** BEGIN **

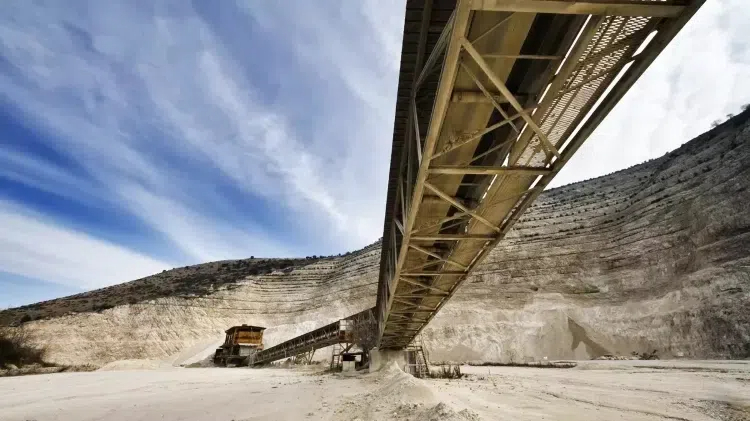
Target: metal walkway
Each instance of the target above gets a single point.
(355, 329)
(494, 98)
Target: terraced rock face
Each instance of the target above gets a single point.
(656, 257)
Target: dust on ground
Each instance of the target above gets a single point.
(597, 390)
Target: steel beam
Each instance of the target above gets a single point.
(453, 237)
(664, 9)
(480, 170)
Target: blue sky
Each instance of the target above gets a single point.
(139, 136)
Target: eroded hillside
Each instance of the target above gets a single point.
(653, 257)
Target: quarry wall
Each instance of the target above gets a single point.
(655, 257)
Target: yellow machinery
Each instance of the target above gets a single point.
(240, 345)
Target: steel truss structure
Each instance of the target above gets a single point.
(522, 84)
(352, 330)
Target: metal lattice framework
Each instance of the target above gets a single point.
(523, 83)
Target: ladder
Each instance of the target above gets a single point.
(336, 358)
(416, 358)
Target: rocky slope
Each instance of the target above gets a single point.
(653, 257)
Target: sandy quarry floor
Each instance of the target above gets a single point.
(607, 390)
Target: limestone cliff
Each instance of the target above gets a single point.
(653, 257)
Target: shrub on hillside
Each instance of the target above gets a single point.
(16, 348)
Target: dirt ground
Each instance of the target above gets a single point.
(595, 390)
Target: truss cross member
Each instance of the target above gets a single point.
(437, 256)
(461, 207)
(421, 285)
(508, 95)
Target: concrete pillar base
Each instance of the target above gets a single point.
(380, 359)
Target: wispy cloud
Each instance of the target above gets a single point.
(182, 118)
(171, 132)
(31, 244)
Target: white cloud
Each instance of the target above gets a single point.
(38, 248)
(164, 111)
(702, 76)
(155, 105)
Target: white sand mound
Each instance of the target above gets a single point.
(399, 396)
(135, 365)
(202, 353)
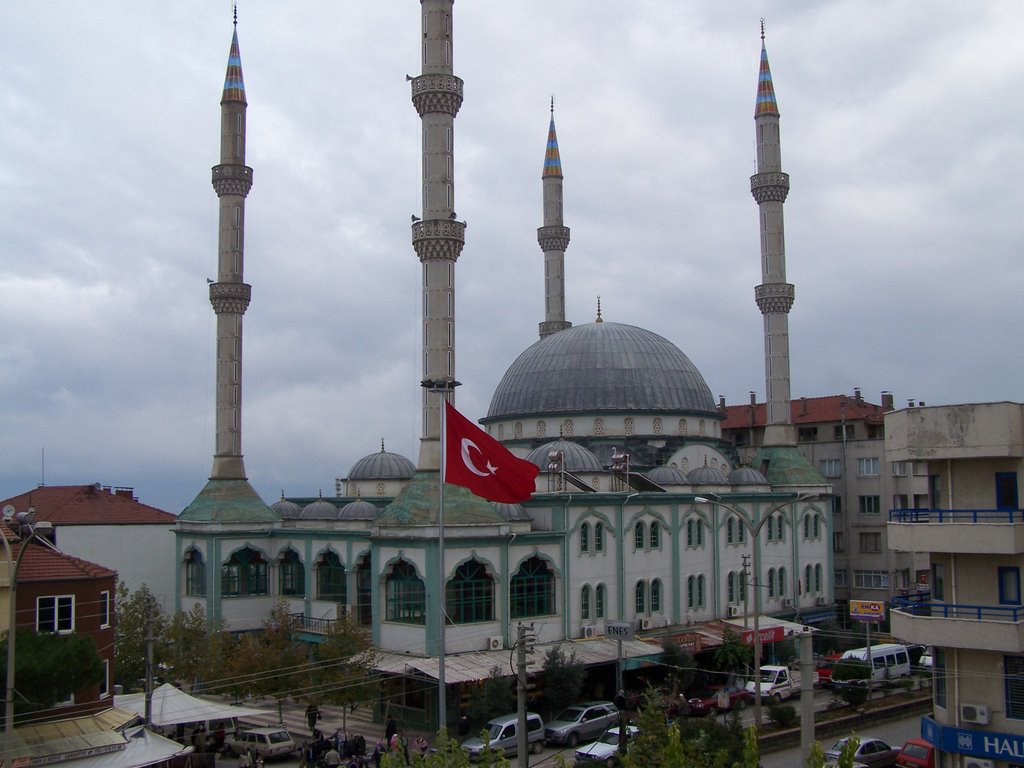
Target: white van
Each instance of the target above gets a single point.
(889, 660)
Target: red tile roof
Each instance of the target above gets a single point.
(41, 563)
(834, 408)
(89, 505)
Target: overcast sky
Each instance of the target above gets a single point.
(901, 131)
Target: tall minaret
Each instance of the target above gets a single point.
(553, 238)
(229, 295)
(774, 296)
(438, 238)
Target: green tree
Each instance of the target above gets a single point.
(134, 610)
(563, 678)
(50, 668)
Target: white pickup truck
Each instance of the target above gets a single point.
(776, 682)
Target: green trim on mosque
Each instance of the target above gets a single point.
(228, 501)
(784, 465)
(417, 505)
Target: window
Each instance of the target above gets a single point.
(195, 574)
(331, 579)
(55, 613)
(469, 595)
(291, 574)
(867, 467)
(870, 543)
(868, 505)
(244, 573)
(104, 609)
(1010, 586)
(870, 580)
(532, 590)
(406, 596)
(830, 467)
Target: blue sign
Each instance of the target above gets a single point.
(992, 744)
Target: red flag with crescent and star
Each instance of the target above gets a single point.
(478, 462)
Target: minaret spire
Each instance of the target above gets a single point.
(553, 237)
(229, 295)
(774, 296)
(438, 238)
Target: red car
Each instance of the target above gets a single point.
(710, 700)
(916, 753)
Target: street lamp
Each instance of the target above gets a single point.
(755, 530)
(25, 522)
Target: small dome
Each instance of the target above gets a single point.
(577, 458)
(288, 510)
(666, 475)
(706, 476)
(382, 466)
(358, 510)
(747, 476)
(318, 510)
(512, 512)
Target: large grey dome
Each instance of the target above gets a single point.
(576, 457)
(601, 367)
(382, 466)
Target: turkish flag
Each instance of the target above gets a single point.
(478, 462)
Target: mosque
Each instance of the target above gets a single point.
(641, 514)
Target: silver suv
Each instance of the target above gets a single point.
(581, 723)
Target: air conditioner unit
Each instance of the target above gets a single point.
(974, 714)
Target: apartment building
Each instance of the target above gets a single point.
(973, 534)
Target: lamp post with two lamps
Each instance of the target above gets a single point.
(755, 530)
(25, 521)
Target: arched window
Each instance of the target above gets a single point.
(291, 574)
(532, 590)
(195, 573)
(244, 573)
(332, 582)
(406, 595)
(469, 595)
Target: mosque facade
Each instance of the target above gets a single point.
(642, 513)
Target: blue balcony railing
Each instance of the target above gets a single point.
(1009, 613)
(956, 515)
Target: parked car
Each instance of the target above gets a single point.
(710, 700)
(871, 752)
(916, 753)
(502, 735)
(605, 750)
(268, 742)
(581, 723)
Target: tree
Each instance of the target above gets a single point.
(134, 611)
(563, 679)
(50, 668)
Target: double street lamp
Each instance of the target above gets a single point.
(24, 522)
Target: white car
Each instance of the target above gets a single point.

** END **

### GOAL
Find the line containing "Target: mosque facade". Reproduce it exactly, along with every line after it through the last.

### REPLY
Target: mosque facade
Each instance of the target above gets a single point.
(642, 513)
Target: blue balcony railing
Each instance of the target above gets a single point.
(1009, 613)
(956, 515)
Target: parked car
Each instance of the target above gets a single point.
(710, 700)
(871, 752)
(916, 753)
(502, 735)
(605, 750)
(268, 742)
(581, 723)
Target: tree
Each instance of the target above gets a single point.
(134, 611)
(563, 679)
(50, 668)
Target: double street lamp
Each instance of the target above gets a single point.
(24, 522)
Target: white car
Each instance of the target above gets a single point.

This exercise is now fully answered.